┌────────

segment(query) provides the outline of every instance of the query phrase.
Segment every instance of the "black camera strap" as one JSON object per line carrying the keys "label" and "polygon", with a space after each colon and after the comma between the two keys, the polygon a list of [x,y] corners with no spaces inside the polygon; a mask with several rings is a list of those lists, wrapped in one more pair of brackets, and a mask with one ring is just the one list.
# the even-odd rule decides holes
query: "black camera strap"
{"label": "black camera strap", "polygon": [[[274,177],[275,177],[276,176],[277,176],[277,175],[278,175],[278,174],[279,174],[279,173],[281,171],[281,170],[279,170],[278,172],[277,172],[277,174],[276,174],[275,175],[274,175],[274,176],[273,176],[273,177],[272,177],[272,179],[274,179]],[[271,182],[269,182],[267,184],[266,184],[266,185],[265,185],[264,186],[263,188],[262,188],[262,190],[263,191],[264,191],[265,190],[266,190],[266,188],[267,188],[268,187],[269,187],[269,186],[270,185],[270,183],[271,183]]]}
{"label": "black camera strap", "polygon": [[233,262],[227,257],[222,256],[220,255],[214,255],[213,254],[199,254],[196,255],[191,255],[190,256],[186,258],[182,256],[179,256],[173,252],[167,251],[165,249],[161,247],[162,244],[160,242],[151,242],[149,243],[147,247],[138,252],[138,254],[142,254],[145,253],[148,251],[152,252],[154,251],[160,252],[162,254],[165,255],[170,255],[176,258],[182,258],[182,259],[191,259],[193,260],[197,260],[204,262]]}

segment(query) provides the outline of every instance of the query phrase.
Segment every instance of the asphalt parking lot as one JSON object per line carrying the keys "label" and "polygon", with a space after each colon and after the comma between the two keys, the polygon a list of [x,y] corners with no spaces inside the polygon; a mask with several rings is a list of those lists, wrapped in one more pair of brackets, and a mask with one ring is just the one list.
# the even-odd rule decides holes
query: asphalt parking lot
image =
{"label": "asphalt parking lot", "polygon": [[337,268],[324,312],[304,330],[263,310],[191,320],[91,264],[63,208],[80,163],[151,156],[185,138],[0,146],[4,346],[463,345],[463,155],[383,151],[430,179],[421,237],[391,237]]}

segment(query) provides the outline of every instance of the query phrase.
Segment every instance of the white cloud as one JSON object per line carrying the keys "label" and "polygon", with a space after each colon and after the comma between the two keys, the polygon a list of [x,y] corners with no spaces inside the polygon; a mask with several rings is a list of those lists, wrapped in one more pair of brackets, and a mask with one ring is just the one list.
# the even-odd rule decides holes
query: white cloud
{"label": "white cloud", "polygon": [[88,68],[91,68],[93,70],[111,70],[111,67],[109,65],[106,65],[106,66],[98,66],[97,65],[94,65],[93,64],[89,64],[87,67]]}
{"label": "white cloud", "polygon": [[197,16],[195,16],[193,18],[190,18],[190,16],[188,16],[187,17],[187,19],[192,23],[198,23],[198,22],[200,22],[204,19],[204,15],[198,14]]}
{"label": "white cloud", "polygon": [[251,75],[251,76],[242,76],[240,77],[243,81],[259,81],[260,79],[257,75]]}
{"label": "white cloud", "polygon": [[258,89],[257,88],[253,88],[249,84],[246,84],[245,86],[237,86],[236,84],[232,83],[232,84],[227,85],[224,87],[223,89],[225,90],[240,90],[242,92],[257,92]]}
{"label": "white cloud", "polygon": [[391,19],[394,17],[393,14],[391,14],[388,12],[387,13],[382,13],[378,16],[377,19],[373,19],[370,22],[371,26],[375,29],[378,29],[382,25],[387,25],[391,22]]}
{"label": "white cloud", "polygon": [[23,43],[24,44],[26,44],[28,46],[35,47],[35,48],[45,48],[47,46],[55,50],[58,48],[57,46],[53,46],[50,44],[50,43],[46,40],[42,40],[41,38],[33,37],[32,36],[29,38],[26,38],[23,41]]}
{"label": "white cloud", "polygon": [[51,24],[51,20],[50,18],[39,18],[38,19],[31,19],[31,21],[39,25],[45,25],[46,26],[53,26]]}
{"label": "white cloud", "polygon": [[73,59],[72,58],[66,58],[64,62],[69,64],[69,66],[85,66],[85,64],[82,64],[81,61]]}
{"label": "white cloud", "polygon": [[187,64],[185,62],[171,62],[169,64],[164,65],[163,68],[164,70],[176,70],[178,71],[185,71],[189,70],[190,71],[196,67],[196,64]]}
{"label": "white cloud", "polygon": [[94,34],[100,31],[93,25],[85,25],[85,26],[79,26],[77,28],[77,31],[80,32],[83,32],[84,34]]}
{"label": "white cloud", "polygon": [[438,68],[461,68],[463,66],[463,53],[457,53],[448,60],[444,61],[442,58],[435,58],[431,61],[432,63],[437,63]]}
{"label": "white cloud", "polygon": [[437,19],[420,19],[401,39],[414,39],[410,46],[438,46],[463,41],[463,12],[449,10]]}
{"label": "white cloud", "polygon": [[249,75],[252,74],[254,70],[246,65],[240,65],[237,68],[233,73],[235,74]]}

└────────

__Task instructions__. Copy out each line exactly as written.

__Solution to this exercise__.
segment(query) provides the outline of every instance of the query phrase.
Segment every instance of the "black camera strap" as one JSON object per line carrying the keys "label" and "polygon", with a space after each colon and after the comma between the two keys, the polygon a list of [x,y] corners with no spaces inside the polygon; a mask with several rings is a list of those lists, wrapped in one more pair of brackets, and a mask with one ring is just the one list.
# the even-odd rule decides holes
query: "black camera strap"
{"label": "black camera strap", "polygon": [[[274,177],[275,177],[276,176],[277,176],[277,175],[278,175],[278,174],[279,174],[279,173],[281,171],[281,170],[279,170],[278,172],[277,172],[277,174],[276,174],[275,175],[274,175],[274,176],[273,176],[273,177],[272,177],[272,179],[274,179]],[[271,182],[269,182],[267,184],[266,184],[266,185],[265,185],[264,186],[263,188],[262,188],[262,190],[263,191],[264,191],[265,190],[266,190],[266,188],[267,188],[268,187],[269,187],[269,186],[270,185],[270,183],[271,183]]]}
{"label": "black camera strap", "polygon": [[233,262],[227,257],[222,256],[220,255],[214,255],[213,254],[199,254],[196,255],[191,255],[190,256],[186,258],[182,256],[179,256],[173,252],[167,251],[165,249],[161,247],[162,244],[160,242],[151,242],[149,243],[147,247],[138,252],[138,254],[142,254],[145,253],[148,251],[152,252],[154,251],[160,252],[162,254],[165,255],[170,255],[176,258],[182,258],[182,259],[191,259],[193,260],[197,260],[204,262]]}

segment(query) provides the outline of every instance of the query phrase.
Segment every instance of the asphalt parking lot as one JSON object per line carrying the keys "label" and "polygon", with a space after each colon and after the comma between the two keys, the polygon a list of [x,y] corners with no spaces inside the polygon; a mask with several rings is a list of those lists, wrapped in one more pair of brackets, and a mask with one ring is just the one list.
# the even-odd rule decides holes
query: asphalt parking lot
image =
{"label": "asphalt parking lot", "polygon": [[337,268],[324,312],[304,330],[263,310],[191,320],[91,264],[63,208],[80,163],[151,156],[185,138],[0,146],[4,346],[463,345],[463,155],[383,151],[430,179],[421,237],[391,237]]}

segment(query) provides the outline of every instance of the query phrase.
Segment every instance of the white cloud as one JSON object per line carrying the keys "label" and "polygon", with a space after each colon and after the comma between the two keys, the polygon a list of [x,y] corners with no spaces inside the polygon; a mask with several rings is a list of those lists, wrapped in one more pair of brackets, and a mask with one ring is just the one list.
# the even-odd rule decides holes
query: white cloud
{"label": "white cloud", "polygon": [[88,68],[91,68],[93,70],[111,70],[111,67],[109,65],[106,65],[106,66],[98,66],[97,65],[94,65],[93,64],[89,64],[87,67]]}
{"label": "white cloud", "polygon": [[197,16],[195,16],[193,18],[190,18],[190,16],[188,16],[187,17],[187,19],[192,23],[198,23],[198,22],[200,22],[204,19],[204,15],[198,14]]}
{"label": "white cloud", "polygon": [[251,75],[251,76],[242,76],[240,77],[243,81],[259,81],[260,79],[257,75]]}
{"label": "white cloud", "polygon": [[258,89],[257,88],[253,88],[249,84],[246,84],[245,86],[237,86],[236,84],[232,83],[232,84],[227,85],[224,87],[223,89],[225,90],[240,90],[242,92],[257,92]]}
{"label": "white cloud", "polygon": [[391,19],[394,17],[393,14],[391,14],[388,12],[387,13],[382,13],[378,16],[377,19],[373,19],[370,22],[371,26],[375,29],[378,29],[382,25],[387,25],[391,22]]}
{"label": "white cloud", "polygon": [[23,43],[24,44],[26,44],[28,46],[35,47],[35,48],[45,48],[47,46],[55,50],[58,48],[57,46],[53,46],[50,44],[50,43],[46,40],[42,40],[41,38],[33,37],[32,36],[29,38],[26,38],[23,41]]}
{"label": "white cloud", "polygon": [[51,24],[51,20],[50,18],[39,18],[38,19],[31,19],[31,21],[39,25],[45,25],[46,26],[53,26]]}
{"label": "white cloud", "polygon": [[73,59],[72,58],[66,58],[64,62],[69,64],[69,66],[85,66],[85,64],[82,64],[81,61]]}
{"label": "white cloud", "polygon": [[187,64],[185,62],[171,62],[169,64],[164,65],[163,68],[164,70],[176,70],[178,71],[185,71],[189,70],[190,71],[196,67],[196,64]]}
{"label": "white cloud", "polygon": [[94,34],[100,31],[93,25],[85,25],[85,26],[79,26],[77,28],[77,31],[80,32],[83,32],[84,34]]}
{"label": "white cloud", "polygon": [[438,68],[461,68],[463,66],[463,53],[457,53],[448,60],[444,61],[442,58],[435,58],[431,61],[432,63],[437,63]]}
{"label": "white cloud", "polygon": [[437,19],[420,19],[401,39],[414,39],[410,46],[438,46],[463,41],[463,12],[449,10]]}
{"label": "white cloud", "polygon": [[249,75],[252,74],[254,70],[246,65],[240,65],[237,68],[233,73],[235,74]]}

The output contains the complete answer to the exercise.